Segmento di testo:

_ _ _ _ _

L’America, terra giovane e promessa, scopre spesso nell’inquietudine degli adolescenti la propria vulnerabilità; come davanti ad uno specchio vi riconosce di volta in volta la perdita di una presunta innocenza e, in fondo, l’assurdità della sua stessa pretesa. Forse non è nemmeno un caso che tante storie di giovani “difficili” siano così ben radicate nella narrativa americana, dalla letteratura al cinema, passando naturalmente per i fumetti.
Black Hole parla proprio di questo, dell’adolescenza, degli Stati Uniti e anche degli anni 70, sebbene la ricostruzione naturalistica di quel periodo rimanga consapevolmente al di là delle intenzioni di Charles Burns (in effetti la cornice storica è ricavabile soltanto da qualche pettinatura stonata o dagli sporadici indizi musicali).
Black Hole esplode di oscuri presagi fin dall’introduzione, dove la dissezione di una rana nell’ora di biologia apre uno spiraglio sulla vita scolastica di un gruppo di liceali e offre allo stesso tempo la prima “apertura” del buco nero citato dal titolo, il simbolo ricorrente all’interno dell’opera nelle varie forme del taglio, dell’orifizio e della ferita.
Il buco, fessura sull’abisso e porta d’accesso ad un mondo ignoto, è il nodo interpretativo al centro dell’opera, la metafora che lega iconicamente il tessuto narrativo alla sua rappresentazione visiva e che rimanda all’ambiguità fra visibile e invisibile.

_ _ _ _ _

Da svolgere: Per favore, estendi il testo su Black Hole riprendendo subito dopo la sua ultima frase.

Elementi archiviati:
_ _ _ _ _

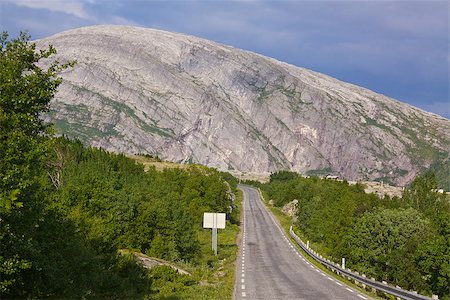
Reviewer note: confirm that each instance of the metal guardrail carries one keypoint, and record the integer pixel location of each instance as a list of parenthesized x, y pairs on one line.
[(395, 291)]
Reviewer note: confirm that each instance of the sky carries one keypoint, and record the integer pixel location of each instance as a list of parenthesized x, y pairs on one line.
[(397, 48)]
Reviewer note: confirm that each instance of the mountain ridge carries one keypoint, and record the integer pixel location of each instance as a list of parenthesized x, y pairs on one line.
[(184, 98)]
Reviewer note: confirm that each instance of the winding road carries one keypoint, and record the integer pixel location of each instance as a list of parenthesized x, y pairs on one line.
[(270, 267)]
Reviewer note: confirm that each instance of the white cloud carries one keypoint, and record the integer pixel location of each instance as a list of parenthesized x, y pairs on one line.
[(75, 8)]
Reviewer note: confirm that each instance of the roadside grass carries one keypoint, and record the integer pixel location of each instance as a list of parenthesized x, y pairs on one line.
[(285, 222), (212, 276)]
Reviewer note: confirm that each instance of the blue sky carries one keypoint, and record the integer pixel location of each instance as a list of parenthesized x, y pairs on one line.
[(397, 48)]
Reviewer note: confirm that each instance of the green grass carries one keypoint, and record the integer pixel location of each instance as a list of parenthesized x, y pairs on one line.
[(285, 223), (212, 276)]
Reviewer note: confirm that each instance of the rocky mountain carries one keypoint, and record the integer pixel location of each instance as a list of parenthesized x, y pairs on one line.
[(183, 98)]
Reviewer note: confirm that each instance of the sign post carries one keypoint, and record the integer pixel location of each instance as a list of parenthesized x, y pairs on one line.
[(214, 221)]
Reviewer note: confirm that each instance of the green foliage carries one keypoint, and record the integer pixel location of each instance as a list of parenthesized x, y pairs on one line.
[(66, 210), (404, 241), (383, 245)]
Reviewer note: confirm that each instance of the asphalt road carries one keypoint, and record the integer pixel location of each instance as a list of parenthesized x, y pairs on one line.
[(269, 265)]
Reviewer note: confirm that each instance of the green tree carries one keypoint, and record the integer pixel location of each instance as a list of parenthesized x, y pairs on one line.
[(25, 92), (383, 244)]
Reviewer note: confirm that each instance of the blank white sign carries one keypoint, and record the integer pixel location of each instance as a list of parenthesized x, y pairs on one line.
[(214, 220)]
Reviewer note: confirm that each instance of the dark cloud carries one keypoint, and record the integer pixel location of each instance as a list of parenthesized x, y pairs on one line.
[(398, 48)]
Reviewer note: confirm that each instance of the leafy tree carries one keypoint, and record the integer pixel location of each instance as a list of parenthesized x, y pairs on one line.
[(25, 92), (383, 244)]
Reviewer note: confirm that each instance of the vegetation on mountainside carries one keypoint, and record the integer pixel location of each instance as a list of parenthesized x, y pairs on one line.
[(67, 210), (404, 241)]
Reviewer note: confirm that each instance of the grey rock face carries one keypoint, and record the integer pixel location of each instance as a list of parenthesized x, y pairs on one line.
[(183, 98)]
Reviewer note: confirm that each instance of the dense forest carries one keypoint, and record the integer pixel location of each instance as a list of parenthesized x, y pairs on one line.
[(404, 241), (66, 211)]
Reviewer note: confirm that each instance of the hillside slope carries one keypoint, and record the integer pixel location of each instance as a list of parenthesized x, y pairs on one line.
[(183, 98)]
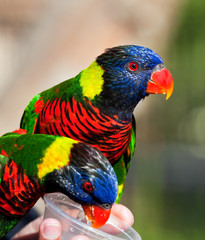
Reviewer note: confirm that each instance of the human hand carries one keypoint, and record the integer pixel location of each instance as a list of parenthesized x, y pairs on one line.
[(50, 229)]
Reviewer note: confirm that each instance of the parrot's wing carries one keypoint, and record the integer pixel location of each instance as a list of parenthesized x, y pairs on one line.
[(3, 161), (122, 166), (31, 114)]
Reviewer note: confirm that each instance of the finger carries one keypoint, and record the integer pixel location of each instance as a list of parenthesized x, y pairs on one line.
[(30, 231), (50, 229), (123, 213), (80, 238)]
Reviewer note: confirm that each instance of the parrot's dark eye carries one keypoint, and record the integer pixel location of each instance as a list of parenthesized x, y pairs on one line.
[(87, 186), (132, 66)]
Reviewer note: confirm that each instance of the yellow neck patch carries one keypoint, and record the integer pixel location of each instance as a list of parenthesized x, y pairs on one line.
[(56, 156), (91, 80)]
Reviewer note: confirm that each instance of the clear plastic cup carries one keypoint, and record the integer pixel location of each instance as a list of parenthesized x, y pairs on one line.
[(74, 222)]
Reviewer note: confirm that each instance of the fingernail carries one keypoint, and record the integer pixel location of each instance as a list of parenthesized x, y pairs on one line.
[(51, 230)]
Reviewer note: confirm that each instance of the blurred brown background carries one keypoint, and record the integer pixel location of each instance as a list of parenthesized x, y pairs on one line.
[(45, 42)]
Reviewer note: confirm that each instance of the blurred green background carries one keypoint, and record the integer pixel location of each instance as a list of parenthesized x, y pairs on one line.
[(168, 175), (44, 42)]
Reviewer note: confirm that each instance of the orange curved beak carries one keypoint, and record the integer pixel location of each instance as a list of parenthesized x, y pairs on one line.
[(161, 82), (96, 215)]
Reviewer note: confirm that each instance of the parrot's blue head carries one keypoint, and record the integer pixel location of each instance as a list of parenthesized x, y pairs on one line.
[(88, 179), (129, 75)]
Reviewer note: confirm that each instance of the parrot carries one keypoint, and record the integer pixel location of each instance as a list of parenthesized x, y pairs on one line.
[(96, 106), (34, 164)]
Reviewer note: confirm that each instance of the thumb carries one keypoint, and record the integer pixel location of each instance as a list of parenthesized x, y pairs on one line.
[(50, 229)]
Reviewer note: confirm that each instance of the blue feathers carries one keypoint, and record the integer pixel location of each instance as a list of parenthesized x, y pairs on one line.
[(88, 179), (124, 88)]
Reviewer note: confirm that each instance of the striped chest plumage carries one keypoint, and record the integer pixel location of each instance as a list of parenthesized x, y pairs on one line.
[(84, 122), (18, 193)]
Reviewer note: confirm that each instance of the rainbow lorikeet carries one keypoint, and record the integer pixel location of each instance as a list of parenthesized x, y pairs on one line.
[(96, 106), (34, 164)]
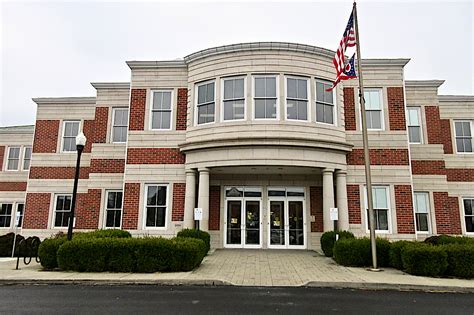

_ _ _ _ _

Risposta:
Sappiamo che il fumetto è l’arte dell’invisibile (come insegna Scott McCloud), che l’attività interpretativa del lettore è affidata ai collegamenti assenti fra le vignette e che parole e immagini nei casi più felici tendono ad assomigliarsi e ad amalgamarsi, fino ad essere individualmente inestricabili. Burns ha colto in pieno le potenzialità espressive del mezzo e ha deciso di sfruttarle senza risparmiarsi, spingendo agli estremi gli strumenti a sua disposizione.
In altre parole il volume affronta i classici temi adolescenziali, scegliendo pero’ di renderli pienamente “visibili”, sia negli aspetti più concreti ed esteriori sia in quelli più astratti ed intimi. Per quanto riguarda i primi, la trasformazione corporea dell’adolescenza è equiparata, senza mezzi termini, ad una malattia infettiva dalla quale si esce vivi o no, come afferma l’autore in un’intervista. Il virus si diffonde per via sessuale e i suoi effetti sono del tutto imprevedibili: qualche volta passano quasi inosservati, ma più spesso lasciano tracce fisiche permanenti (come una bocca aggiuntiva o una coda), costringendo gli studenti più segnati a fuggire nei boschi per nascondere la propria deformità/difformità.
L’aspetto emotivo e i contrasti più intimi dei personaggi, invece, traspaiono non tanto dai dialoghi (che sono, secondo verosimiglianza, spezzati e banali), né dalle espressioni (troppo pulite o troppo vacue, a seconda dei casi e delle droghe assunte), ma soprattutto dal background delle tavole, dagli sfondi sovraccarichi di china, ingombri di alberi troppo scheletrici o di sterpaglie troppo fitte, di linee troppo piane o troppo ruvide ed espressionistiche. I contrasti di bianco e nero non lasciano scampo alle sfumature; sono volutamente ed eccessivamente schematici, duri da digerire.
Tramite l’opposizione cromatica non negoziabile e i contorni spessi e marcati, l’autore sfrutta fino ad esaurirlo il patto implicito con le risorse inferenziali del lettore, lasciando così emergere quello che i personaggi non sarebbero altrimenti in grado di dire, semplicemente perché non possono raccontare quello che avviene misteriosamente dentro di loro.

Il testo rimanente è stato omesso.